Life in the foster care system was up and down. I had a lot of behavioral issues growing up because my mom had died. I wanted my mom. I wanted my dad. My dad wasn’t around. I had known my dad when I was a kid, but my mom and dad weren’t on good terms. I was born out of wedlock, and there wasn’t a lot of joy, like, “Oh, there’s a baby! We wanted a baby.” Instead, it was like, “Oh, I’m pregnant. Oh crap.”
Yeah, I went into foster care, and I was really struggling. I was abused a few times as a kid early on—physical abuse, mental abuse, sexual abuse. I went to multiple different foster homes, and then started going to juvenile detention centers and group homes when I was eight years old. By the time I was incarcerated at 15, I had been in 11 different placements.
As I got older, I really struggled to stay out of trouble. A lot of it was my anger. I also got picked on when I was younger for being dark-skinned. Colorism was real where I grew up. There was a lot of bullying, and I got into a lot of fights. Where I grew up, you learned two things: You know how to tell jokes, and you know how to fight. That’s just how you survive. Those are good survival skills in the inner city, but they weren’t useful when I got adopted and moved to the suburbs. When I got adopted, people were like, “Oh my gosh, this kid is horrible, so violent.” I was adopted when I was eight years old, and that lasted four years before the adoption was terminated. I was the first child my adopted mother terminated. After that, she eventually terminated almost all of her adoptions because of her own personal issues.
Foster care is very transient, and it was hard to form any actual attachments. As soon as you land somewhere, it’s like, “Oh, hey, Dionntai, we love you, call me mom!” And before I could even form the word “mom,” I was out of there again. It really did callous my heart as a young man.
You never make kids promises because they hold on to it. And how much more when it’s “Hey, I love you, I want you to stay.” And then it’s, “You’re too much.” That set the table for how I saw relationships. As I got older, I stopped really caring. I’d rather take advantage of you than you take advantage of me. It was a villain arc: “Love doesn’t exist. People lie. People are crap.”
You were first tried in juvenile court when you were 15, and then moved to adult court. Could you walk us through that process?
In Ohio, there are three conditions for trying a juvenile as an adult: the child has to be 15 years old, it has to be proven that the child is likely to reoffend, and the crime has to be serious enough that the court determines justice cannot be served in the juvenile system. I had charges of attempted murder and felonious assault. As soon as I got locked up, they knew that they wanted to try me as an adult. The prosecutor—I still remember her name—petitioned to bind the case over to the adult court system, because as a juvenile I could only do six years and they decided that wasn’t enough. In a juvenile facility, the oldest you can be is 21. And so it’s like, “This kid’s only gonna do six years, and he committed this crazy crime. We have to give him more time than that.” And I was a Black kid in an almost all-white county, a foster kid whose crime was against my foster family, far away from my home in Toledo. I had no family at the trial.

------------------------------------------------

■ **Instruction A**: Give the rows below as a JSON list of strings, one string per line with blank lines left out. Start with the line containing "of the worker's" and continue through the final line of the rows.

------------------------------------------------

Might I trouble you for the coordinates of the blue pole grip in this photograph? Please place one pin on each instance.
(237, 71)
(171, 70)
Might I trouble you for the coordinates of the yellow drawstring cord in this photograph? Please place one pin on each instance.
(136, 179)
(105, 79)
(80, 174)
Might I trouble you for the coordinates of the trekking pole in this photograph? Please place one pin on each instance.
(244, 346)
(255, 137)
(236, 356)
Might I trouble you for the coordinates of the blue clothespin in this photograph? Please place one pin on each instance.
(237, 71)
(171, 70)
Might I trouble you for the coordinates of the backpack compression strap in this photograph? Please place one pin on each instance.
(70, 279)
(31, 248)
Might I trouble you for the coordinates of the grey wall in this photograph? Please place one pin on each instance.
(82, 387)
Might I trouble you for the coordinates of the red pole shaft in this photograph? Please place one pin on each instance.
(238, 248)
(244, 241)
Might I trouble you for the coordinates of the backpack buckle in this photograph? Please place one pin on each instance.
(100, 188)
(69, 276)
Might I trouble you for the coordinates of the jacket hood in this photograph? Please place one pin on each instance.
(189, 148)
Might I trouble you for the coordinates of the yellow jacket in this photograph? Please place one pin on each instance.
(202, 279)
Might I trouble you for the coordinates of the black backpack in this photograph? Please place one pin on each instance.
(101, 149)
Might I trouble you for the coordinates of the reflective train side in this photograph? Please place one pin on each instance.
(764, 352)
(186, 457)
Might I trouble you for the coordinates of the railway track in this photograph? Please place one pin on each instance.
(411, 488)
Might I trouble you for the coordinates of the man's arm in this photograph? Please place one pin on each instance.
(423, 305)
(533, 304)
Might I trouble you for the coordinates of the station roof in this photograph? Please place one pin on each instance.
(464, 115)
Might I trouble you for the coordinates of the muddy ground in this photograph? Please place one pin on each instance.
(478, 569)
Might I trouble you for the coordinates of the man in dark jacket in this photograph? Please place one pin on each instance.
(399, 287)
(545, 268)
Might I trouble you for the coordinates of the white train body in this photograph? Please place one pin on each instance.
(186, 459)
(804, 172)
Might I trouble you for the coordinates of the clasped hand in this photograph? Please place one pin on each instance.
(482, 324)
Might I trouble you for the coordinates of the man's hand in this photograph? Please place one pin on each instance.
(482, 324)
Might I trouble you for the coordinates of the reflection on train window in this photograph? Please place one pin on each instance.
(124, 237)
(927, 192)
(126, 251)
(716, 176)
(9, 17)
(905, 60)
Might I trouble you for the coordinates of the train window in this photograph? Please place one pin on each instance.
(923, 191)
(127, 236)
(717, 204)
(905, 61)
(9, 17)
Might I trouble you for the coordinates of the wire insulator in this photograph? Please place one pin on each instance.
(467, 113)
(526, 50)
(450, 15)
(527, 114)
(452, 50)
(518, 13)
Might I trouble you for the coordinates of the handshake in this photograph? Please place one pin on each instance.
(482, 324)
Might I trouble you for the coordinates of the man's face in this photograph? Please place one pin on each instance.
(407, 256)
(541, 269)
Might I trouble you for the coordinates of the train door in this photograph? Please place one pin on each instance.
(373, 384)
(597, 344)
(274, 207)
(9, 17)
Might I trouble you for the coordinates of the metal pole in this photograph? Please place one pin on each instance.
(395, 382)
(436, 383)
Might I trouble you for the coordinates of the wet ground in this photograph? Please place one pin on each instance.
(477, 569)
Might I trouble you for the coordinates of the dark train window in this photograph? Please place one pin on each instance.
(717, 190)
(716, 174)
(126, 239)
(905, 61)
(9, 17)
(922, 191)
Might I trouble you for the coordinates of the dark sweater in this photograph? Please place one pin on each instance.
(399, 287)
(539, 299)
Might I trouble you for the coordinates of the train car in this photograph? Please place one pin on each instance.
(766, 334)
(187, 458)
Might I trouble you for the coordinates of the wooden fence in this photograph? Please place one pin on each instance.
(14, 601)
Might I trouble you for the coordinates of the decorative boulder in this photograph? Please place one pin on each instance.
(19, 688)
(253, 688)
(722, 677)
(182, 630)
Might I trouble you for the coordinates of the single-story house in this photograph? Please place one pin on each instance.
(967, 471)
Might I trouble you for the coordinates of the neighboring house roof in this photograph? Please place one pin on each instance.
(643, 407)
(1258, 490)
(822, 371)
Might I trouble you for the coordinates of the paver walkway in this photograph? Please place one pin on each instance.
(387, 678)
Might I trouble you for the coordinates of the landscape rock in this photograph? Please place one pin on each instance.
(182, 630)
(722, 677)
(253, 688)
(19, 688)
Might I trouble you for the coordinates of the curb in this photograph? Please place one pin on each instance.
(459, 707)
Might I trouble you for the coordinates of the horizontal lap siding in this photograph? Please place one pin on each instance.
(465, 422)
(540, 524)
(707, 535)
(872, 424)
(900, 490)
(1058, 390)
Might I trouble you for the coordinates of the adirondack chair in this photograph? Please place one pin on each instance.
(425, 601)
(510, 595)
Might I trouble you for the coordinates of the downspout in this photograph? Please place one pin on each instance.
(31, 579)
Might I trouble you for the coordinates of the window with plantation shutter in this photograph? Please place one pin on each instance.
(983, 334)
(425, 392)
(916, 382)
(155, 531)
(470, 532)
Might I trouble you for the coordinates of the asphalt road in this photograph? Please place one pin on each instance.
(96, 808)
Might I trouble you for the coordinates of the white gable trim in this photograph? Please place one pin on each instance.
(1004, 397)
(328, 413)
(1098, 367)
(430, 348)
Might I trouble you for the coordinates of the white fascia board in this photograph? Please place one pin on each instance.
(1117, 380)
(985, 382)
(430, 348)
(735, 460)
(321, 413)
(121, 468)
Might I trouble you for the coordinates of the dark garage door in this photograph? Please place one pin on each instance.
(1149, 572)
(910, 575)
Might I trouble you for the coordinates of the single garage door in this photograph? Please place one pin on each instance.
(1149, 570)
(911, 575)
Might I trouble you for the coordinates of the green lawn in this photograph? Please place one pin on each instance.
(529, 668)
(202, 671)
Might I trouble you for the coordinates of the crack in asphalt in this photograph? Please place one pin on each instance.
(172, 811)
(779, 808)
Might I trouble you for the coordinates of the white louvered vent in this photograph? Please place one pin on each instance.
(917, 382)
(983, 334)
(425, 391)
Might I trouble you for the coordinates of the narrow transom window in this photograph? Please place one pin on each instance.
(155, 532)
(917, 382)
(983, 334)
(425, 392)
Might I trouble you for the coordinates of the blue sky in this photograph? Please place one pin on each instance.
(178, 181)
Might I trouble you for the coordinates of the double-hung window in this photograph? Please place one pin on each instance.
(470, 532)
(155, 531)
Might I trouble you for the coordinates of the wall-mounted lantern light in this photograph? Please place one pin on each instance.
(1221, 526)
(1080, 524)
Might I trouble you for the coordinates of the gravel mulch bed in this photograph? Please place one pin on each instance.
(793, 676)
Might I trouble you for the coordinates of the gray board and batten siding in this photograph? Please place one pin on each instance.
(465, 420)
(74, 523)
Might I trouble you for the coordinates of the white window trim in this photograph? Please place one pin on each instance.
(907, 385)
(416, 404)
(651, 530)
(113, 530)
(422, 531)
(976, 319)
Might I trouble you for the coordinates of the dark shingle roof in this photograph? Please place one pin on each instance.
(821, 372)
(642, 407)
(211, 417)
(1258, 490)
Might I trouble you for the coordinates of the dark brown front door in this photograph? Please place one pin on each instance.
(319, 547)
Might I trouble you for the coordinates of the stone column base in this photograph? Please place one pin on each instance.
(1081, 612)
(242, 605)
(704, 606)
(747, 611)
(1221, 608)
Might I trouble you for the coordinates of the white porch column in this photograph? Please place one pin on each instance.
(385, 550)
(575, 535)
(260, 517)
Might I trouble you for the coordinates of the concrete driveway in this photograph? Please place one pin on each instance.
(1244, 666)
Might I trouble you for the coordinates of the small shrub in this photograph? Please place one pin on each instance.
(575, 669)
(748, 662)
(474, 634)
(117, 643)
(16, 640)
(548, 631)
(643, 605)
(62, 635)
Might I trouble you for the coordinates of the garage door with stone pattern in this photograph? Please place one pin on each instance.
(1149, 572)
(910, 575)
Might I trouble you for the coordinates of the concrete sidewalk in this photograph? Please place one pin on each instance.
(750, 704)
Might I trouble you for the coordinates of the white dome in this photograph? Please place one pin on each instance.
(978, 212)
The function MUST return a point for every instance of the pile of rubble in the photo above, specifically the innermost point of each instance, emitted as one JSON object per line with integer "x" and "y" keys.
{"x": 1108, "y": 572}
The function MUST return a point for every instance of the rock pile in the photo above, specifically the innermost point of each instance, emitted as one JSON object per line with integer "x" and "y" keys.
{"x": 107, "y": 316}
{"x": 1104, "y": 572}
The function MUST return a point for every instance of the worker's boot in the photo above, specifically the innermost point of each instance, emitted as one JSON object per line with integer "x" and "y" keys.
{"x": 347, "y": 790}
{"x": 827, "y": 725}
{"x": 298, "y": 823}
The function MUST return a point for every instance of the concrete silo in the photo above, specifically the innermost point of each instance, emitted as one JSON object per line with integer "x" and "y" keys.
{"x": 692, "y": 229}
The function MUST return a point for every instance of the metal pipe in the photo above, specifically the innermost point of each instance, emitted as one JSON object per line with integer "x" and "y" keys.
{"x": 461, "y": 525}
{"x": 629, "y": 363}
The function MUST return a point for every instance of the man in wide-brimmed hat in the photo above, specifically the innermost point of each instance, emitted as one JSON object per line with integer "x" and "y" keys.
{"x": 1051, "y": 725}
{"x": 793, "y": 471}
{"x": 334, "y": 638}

------------------------------------------------

■ **Instruction B**:
Answer these questions from the foster care account:
(i) At what age was the speaker adopted?
(ii) By the time of incarceration at 15, how many different placements had the speaker been in?
(iii) What charges did the speaker face?

■ **Task response A**:
[
  "The function MUST return a point for every instance of the worker's boot in the photo above, specifically the innermost point of each instance, emitted as one JSON object per line with integer \"x\" and \"y\" keys.",
  "{\"x\": 347, \"y\": 790}",
  "{\"x\": 827, \"y\": 725}",
  "{\"x\": 298, \"y\": 823}",
  "The function MUST return a point for every instance of the concrete silo in the photo above, specifically the innermost point of each instance, emitted as one JSON object per line with integer \"x\" and \"y\" keys.",
  "{\"x\": 692, \"y\": 229}",
  "The function MUST return a point for every instance of the metal pipe in the photo above, specifically the innermost point of each instance, emitted as one JSON object per line with integer \"x\" and \"y\" keys.",
  "{\"x\": 461, \"y\": 525}",
  "{\"x\": 629, \"y\": 363}",
  "The function MUST return a point for every instance of the man in wide-brimmed hat in the photo above, specifically the innermost point of each instance, emitted as one JSON object per line with integer \"x\" and \"y\" keys.",
  "{\"x\": 1051, \"y\": 725}",
  "{\"x\": 793, \"y\": 471}",
  "{\"x\": 334, \"y\": 638}"
]

■ **Task response B**:
(i) Eight years old.
(ii) 11 placements.
(iii) Attempted murder and felonious assault.